PROBLEM REQUIREMENTS |
Copy the items word for word, from the first line up to and including the line with "column 375, row 125". Leave the pictures out of your copy.

[Dataset excerpt]
>> Start
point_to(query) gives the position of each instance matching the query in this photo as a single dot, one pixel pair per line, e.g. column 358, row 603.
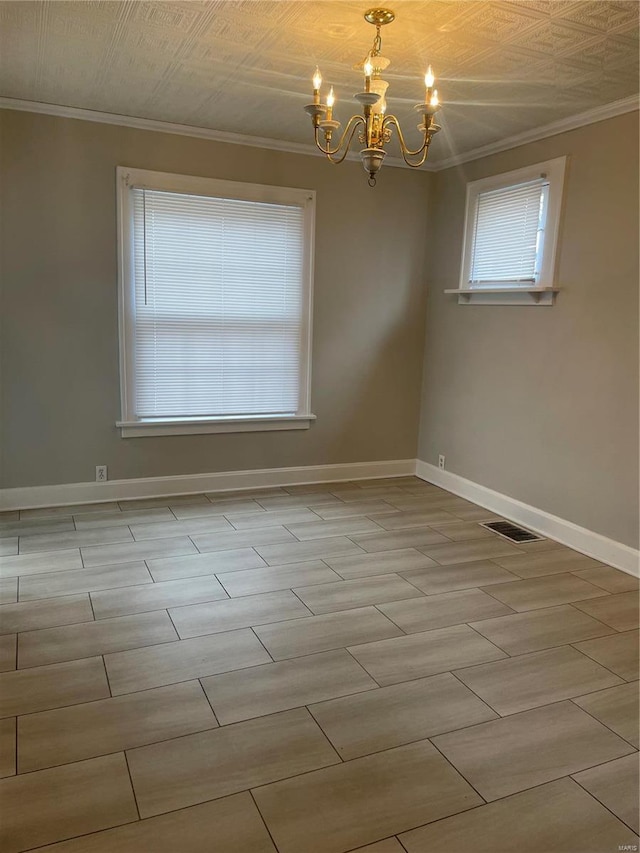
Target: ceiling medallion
column 375, row 125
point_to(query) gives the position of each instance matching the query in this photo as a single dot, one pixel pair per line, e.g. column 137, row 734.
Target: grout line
column 264, row 823
column 263, row 646
column 133, row 790
column 597, row 799
column 206, row 696
column 452, row 765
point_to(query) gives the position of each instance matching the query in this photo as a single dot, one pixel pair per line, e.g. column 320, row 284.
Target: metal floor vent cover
column 511, row 531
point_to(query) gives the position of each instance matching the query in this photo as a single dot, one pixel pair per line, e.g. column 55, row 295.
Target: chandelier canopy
column 375, row 126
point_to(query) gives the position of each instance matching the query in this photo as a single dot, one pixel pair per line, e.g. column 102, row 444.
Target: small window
column 215, row 304
column 511, row 231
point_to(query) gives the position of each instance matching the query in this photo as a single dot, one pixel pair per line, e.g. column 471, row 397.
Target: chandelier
column 375, row 126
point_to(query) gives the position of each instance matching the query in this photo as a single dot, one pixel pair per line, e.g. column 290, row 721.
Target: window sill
column 505, row 295
column 140, row 429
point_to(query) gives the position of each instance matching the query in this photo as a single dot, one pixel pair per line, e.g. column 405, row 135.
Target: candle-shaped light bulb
column 368, row 71
column 330, row 102
column 429, row 79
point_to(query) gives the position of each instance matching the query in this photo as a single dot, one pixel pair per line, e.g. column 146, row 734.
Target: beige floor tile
column 620, row 611
column 463, row 531
column 169, row 663
column 7, row 747
column 234, row 539
column 246, row 611
column 612, row 580
column 440, row 611
column 34, row 564
column 155, row 596
column 8, row 590
column 280, row 686
column 619, row 653
column 382, row 563
column 540, row 678
column 546, row 563
column 418, row 518
column 118, row 518
column 33, row 527
column 172, row 568
column 361, row 801
column 54, row 584
column 617, row 708
column 86, row 639
column 8, row 652
column 468, row 552
column 331, row 512
column 517, row 752
column 273, row 518
column 617, row 786
column 540, row 629
column 473, row 513
column 164, row 501
column 9, row 547
column 319, row 488
column 292, row 501
column 390, row 716
column 30, row 615
column 376, row 542
column 389, row 845
column 419, row 655
column 191, row 769
column 465, row 576
column 41, row 688
column 544, row 592
column 168, row 529
column 89, row 796
column 296, row 552
column 216, row 507
column 345, row 595
column 279, row 577
column 322, row 633
column 74, row 539
column 230, row 825
column 356, row 524
column 111, row 725
column 558, row 817
column 369, row 493
column 247, row 494
column 71, row 509
column 128, row 552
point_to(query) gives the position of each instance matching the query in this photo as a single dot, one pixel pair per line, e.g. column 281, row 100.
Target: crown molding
column 179, row 129
column 615, row 108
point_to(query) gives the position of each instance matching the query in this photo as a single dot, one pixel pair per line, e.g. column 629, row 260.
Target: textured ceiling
column 244, row 66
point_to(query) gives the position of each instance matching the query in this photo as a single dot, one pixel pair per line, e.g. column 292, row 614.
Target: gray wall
column 542, row 403
column 60, row 397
>> End
RESPONSE TO THE EXERCISE |
point_to(query) gives the position of each instance matching the query in this photo as a single dot, one pixel pair per line, e.g. column 358, row 603.
Target: ceiling medallion
column 375, row 125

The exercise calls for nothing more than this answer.